_Task goal_. Resume the personal essay about chronic pancreatitis and a failing marriage, picking up right after its final sentence.

_Extracted text_.
● ● ● ● ●
Chronic Pancreatitis, Relationships

Starting Over – Again

The wheel on the hospital gurney made a continuous squeaking sound as they wheeled me down the hall to the operating room. It was one of those incessant noises that would normally drive me crazy, but for some reason that morning I found it comforting. Grounding.

It was December 1, 2011 and I was heading into a 10-hour surgery that had the potential to greatly improve my quality of life or to end it. “Life and death” sounds so dramatic and cliché, but there are times when it gets down to just that, and after living (more like existing) for the past six years with chronic pancreatitis, my body and spirit were breaking down.

My husband walked alongside the gurney, chatting with one of the male nurses about the wilds of Montana and how much he loved it there and how he was planning a trip back next fall. He seemed relatively relaxed given the seriousness of the day, but then he rarely expressed his feelings unless it was anger. Anger was his go to emotion. Always at the ready.

In that final moment before the OR doors swung open, they paused to let us say our goodbyes. They were kind enough to turn away to give us some measure of privacy out in the middle of a hallway where nothing was private.

He bent over to give me a kiss and I looked into his eyes one last time. It was a look I carried with me into surgery; the last thing I remembered thinking before the anesthesia took effect and I drifted off to sleep – he doesn’t love me.

He doesn’t love me.

Our marriage had been on a downward spiral not long after we exchanged our vows in 2004 in the mountains of Colorado. There were moments of joy in our first year, but they were overshadowed by a gradual understanding that the man I married was a narcissist and incapable of maintaining an intimate relationship. 

With the benefit of hindsight (and a good number of hours working with a therapist) it’s clear ours was a fragile relationship from the very beginning. We’d known each other casually for more than a decade when I was married to my first husband, and I’d found him to be honorable, humble and kind, even if he was a bit rough around the edges. He was a Marine, so I figured it went with the territory, and I’d always been attracted to what I now realize is toxic masculinity: Seductive. Overbearing. Soul-crushing.
● ● ● ● ●
_Data segment_.

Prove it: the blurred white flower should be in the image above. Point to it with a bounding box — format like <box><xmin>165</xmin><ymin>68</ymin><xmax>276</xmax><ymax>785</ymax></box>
● ● ● ● ●
_Result_.
I was planning to climb Mt. Kilimanjaro in Africa in 2000 and he offered himself up as my trainer to help me get into shape and increase the likelihood that I could get my 40-year-old, non-mountain-climbing self up to the summit at 19,341 feet.

During that year of training we spent a lot of time together. I was separated after 20 years of marriage. I was healthy. I was working out at the gym several days a week, hiking on the weekends and pushing my couch potato body in ways it had never been pushed before.

I felt alive. And it was a heady, intoxicating feeling; a rush to finally have control over a body that since my early years as a child had not been mine to own. It had belonged to others. It had belonged to a father who betrayed his oath to protect me by coming into my room late at night. It had belonged to a classmate who sexually assaulted me when I was in my teens. It had belonged to an eating disorder that took control when I no longer felt attached to my body, but saw it as an object of use, betrayal, and adornment for others.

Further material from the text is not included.